• **Esercizio assegnato**: Indica se ciascuna delle seguenti affermazioni concorda con la discussione sulla PEC riportata qui sotto, rispondendo sì o no e citando le parole decisive del testo. 1. Secondo danilo sciuto, la legge obbliga ad attivare la PEC anche chi è iscritto soltanto all'Albo dei Revisori contabili. 2. ergo3 ha attualmente nomine in collegi. 3. ergo3 intende fare una chiamata il giorno seguente.

Lo scrivo perché spesso i due termini vengono confusi perché non conosciuti a sufficienza

----------


## Sezz

Secondo voi una persona iscritta all'Albo dei Revisori contabili e basta è obbligata entro il 29 novembre ad attivare la PEC?

----------


## danilo sciuto

> Secondo voi una persona iscritta all'Albo dei Revisori contabili e basta è obbligata entro il 29 novembre ad attivare la PEC?

  
In base a quanto dice la legge, sì. 
ciao

----------


## Sezz

> In base a quanto dice la legge, sì. 
> ciao

  Anche se quello dei revisori non è un ordine ma bensì un registro?

----------


## danilo sciuto

> Anche se quello dei revisori non è un ordine ma bensì un registro?

  Assolutamente sì.
Ma, torno a dire, che costa, nel dubbio, farsi una pec ?
Siamo pieni di indirizzi di posta, di pin ecc ecc, e stiamo facenbdo un caso nazionale per dotarci di uno strumento che serve più a noi che ad altri ???

----------


## ergo3

> Assolutamente sì.
> Ma, torno a dire, che costa, nel dubbio, farsi una pec ?
> Siamo pieni di indirizzi di posta, di pin ecc ecc, e stiamo facenbdo un caso nazionale per dotarci di uno strumento che serve più a noi che ad altri ???

  giusto. MA in questo caso a chi si dovrebbe comunicare??
Io sono nella stessa situazione, ma non ho attualmente nomine in collegi.
Credo però che l'ordine dei commercialisti di appartenenza, non essendo iscritto, non mi concederebbe la convenzione. 
Domani faccio una chiamata.

----------


## danilo sciuto

> giusto. MA in questo caso a chi si dovrebbe comunicare??
> Io sono nella stessa situazione, ma non ho attualmente nomine in collegi.
> Credo per&#242; che l'ordine dei commercialisti di appartenenza, non essendo iscritto, non mi concederebbe la convenzione. 
> Domani faccio una chiamata.

  
Immagino che occorra comunicarlo proprio al'albo revisori, no?  :Frown:

----------


## alfredo da roma

la norma dice questo: 
Art. 16.

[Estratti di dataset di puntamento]
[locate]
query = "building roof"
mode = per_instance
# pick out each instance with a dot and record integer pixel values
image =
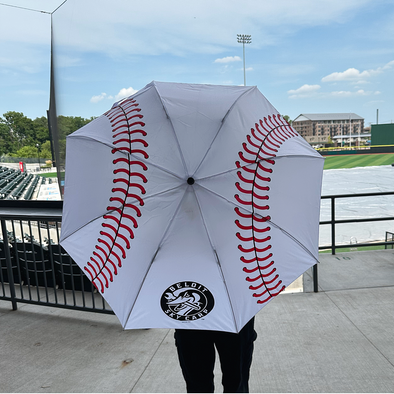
(317, 117)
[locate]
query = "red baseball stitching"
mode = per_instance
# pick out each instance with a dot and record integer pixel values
(261, 148)
(128, 137)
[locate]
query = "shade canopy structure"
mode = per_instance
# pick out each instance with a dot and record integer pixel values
(191, 206)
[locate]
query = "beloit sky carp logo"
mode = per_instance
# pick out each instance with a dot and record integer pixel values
(187, 301)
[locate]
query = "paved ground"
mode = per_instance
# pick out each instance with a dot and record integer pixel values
(337, 340)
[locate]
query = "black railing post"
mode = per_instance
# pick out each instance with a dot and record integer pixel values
(7, 255)
(332, 225)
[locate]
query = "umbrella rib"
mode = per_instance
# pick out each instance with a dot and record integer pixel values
(100, 216)
(173, 129)
(268, 221)
(258, 161)
(131, 155)
(221, 125)
(154, 256)
(217, 258)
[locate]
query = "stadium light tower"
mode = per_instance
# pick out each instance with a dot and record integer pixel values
(244, 39)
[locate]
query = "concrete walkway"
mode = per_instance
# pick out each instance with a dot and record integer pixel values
(338, 340)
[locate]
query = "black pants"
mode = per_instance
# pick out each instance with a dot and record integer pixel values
(196, 352)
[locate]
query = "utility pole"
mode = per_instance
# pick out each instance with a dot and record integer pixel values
(244, 39)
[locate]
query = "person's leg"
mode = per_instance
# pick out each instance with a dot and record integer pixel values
(235, 352)
(196, 353)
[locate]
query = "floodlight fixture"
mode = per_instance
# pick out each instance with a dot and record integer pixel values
(244, 39)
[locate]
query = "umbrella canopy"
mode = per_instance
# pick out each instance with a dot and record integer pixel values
(191, 206)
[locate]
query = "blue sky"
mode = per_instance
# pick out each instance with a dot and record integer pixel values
(306, 56)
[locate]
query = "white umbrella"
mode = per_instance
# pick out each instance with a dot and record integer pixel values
(191, 206)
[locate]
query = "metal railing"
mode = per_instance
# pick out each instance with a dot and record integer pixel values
(333, 222)
(35, 269)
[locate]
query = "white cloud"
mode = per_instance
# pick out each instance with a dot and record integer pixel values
(352, 74)
(360, 92)
(228, 59)
(304, 91)
(125, 93)
(96, 99)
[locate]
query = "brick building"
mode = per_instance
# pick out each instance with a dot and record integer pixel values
(322, 128)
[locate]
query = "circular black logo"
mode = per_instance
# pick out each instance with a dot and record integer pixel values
(187, 301)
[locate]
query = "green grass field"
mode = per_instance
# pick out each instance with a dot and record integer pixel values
(334, 162)
(351, 161)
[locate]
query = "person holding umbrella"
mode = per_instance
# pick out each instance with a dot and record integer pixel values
(196, 353)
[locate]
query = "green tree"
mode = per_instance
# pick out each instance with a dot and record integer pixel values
(287, 118)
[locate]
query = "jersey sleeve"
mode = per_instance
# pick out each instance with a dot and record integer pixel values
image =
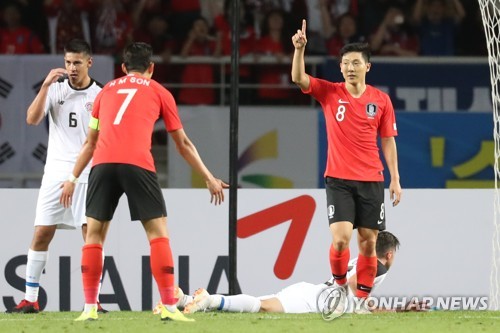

• **Risposta corretta**:
1. Sì: «In base a quanto dice la legge, sì.»
2. No: «ma non ho attualmente nomine in collegi.»
3. Sì: «Domani faccio una chiamata.»